Task prompt
Report only how many lines in the material below contain the word "green", treating case as significant.

[Recorded data]
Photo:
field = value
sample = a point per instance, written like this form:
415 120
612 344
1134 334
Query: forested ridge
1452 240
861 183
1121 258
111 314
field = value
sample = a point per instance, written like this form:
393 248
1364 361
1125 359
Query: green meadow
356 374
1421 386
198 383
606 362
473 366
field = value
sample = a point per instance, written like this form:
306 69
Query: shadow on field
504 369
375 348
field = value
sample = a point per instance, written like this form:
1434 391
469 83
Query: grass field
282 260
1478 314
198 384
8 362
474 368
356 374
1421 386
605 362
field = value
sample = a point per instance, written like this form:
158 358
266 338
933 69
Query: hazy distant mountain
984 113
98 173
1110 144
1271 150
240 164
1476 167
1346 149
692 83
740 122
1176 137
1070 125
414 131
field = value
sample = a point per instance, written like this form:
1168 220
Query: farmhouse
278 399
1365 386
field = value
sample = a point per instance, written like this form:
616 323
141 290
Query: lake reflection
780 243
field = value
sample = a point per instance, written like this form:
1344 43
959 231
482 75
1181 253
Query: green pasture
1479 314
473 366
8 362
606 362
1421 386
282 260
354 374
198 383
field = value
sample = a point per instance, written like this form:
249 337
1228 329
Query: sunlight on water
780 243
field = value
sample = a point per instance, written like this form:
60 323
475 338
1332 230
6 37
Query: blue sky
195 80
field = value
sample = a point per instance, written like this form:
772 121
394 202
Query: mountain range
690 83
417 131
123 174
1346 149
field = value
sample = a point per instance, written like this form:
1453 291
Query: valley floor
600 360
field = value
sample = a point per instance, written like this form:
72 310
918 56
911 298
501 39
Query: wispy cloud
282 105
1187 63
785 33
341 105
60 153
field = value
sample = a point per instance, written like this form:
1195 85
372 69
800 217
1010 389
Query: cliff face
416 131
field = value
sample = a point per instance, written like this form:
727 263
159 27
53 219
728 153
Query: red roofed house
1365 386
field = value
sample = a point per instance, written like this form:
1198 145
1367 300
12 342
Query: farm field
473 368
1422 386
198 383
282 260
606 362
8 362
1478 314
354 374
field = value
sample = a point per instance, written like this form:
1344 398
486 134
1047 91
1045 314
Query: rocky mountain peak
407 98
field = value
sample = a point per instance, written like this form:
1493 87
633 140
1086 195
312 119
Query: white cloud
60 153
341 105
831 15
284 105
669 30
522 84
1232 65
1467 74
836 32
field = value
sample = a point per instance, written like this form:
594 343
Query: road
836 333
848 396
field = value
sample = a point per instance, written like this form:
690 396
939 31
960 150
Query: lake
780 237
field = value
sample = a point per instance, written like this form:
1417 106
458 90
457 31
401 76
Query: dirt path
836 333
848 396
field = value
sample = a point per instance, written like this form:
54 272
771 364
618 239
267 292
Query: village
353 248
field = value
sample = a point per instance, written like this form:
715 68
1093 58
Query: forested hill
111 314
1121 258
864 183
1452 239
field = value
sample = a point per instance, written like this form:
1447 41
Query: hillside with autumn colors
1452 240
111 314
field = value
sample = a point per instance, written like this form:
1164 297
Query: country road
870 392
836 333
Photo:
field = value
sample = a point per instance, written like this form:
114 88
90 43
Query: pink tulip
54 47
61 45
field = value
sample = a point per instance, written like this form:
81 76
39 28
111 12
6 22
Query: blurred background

Answer to the task
2